= WORK TO BE COMPLETED =
From the first line of the entries below to the line with "Where can you see the mud pile?", give each line again exactly.

= DATASET ENTRIES =
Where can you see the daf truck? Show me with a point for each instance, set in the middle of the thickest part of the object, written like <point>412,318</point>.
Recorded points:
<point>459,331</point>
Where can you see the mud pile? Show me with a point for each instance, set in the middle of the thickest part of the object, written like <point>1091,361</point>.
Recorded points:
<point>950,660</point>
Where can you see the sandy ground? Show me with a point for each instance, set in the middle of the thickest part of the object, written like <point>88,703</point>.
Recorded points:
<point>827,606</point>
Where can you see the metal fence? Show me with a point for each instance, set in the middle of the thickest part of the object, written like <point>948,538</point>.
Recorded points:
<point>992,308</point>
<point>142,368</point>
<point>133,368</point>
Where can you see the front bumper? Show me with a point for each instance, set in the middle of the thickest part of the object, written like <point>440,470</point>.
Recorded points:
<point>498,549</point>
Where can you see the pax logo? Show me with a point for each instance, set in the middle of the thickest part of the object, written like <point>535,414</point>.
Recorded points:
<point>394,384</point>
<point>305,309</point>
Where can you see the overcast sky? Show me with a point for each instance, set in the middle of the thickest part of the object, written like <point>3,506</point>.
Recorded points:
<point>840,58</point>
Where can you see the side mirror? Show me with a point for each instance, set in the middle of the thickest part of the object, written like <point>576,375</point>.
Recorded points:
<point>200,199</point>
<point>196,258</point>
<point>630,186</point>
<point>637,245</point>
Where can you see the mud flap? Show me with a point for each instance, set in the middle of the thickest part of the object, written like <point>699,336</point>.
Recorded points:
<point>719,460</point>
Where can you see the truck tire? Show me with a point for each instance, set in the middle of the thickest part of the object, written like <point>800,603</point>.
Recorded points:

= RESPONSE =
Where can you see the daf truck? Show me with a point for each instance, set in the middle of the thickest part of the object, written like <point>412,318</point>.
Recorded points:
<point>459,331</point>
Where can you see the mud pile? Show me with a point for each instance, set in the middle of the thickest part of the object, written like <point>1091,361</point>.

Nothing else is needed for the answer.